• **Stated exercise**
Locate every line in the material below that contains the string "horse", and copy each of those lines.

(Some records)

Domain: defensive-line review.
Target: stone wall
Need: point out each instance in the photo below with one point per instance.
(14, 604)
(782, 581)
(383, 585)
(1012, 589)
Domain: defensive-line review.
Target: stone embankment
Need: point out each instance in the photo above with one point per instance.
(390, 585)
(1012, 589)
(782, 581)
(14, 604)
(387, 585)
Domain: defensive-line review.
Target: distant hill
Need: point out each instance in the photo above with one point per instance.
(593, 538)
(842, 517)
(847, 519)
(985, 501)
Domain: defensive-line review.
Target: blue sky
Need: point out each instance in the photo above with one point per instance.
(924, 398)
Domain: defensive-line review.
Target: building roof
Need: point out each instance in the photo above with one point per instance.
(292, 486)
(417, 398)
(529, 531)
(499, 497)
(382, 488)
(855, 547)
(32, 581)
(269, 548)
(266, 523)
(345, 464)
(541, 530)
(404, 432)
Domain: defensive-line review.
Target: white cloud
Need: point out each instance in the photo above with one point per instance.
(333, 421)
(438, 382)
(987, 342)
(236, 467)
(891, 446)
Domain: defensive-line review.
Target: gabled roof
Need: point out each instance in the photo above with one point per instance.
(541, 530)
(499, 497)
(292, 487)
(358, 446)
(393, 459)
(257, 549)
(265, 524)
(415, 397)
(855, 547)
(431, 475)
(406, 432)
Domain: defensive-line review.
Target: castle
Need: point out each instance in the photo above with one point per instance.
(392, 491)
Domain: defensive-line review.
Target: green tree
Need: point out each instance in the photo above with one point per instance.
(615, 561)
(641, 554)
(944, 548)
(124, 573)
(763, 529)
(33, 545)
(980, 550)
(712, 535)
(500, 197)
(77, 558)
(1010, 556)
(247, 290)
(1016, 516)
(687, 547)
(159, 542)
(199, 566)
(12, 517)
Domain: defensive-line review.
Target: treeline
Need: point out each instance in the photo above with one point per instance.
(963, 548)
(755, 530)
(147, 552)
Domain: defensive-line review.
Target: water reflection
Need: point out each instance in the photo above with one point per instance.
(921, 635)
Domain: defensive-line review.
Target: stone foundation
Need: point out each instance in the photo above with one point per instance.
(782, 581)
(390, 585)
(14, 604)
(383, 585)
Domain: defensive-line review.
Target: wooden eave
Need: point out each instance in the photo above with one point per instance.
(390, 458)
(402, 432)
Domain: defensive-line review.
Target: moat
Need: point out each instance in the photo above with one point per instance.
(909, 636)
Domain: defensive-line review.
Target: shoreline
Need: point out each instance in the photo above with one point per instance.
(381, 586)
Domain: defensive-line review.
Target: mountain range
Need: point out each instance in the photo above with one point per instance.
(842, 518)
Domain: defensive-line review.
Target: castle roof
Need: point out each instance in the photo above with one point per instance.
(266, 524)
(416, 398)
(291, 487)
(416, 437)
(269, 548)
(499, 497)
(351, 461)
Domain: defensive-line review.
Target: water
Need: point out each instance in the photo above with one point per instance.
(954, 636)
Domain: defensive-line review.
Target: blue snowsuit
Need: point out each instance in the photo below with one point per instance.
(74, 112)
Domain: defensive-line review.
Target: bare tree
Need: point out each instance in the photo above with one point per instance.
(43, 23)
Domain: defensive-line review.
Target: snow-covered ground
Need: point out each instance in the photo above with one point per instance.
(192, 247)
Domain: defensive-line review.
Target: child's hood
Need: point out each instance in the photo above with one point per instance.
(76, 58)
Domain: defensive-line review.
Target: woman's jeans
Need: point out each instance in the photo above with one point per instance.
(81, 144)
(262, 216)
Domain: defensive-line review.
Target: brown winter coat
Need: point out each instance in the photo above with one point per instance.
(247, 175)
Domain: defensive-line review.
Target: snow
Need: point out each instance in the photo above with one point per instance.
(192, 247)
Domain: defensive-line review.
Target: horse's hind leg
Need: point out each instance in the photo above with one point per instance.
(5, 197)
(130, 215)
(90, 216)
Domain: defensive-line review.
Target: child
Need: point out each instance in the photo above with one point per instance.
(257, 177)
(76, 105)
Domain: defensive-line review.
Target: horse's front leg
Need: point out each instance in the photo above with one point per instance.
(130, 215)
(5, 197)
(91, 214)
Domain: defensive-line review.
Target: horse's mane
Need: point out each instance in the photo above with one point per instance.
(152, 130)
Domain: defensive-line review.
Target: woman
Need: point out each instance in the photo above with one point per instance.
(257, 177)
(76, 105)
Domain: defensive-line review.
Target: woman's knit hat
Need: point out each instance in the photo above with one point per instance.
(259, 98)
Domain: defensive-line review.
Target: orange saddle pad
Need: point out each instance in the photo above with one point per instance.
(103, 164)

• **Answer to the exercise**
Target: horse's hind leg
Target: horse's front leg
Target: horse's mane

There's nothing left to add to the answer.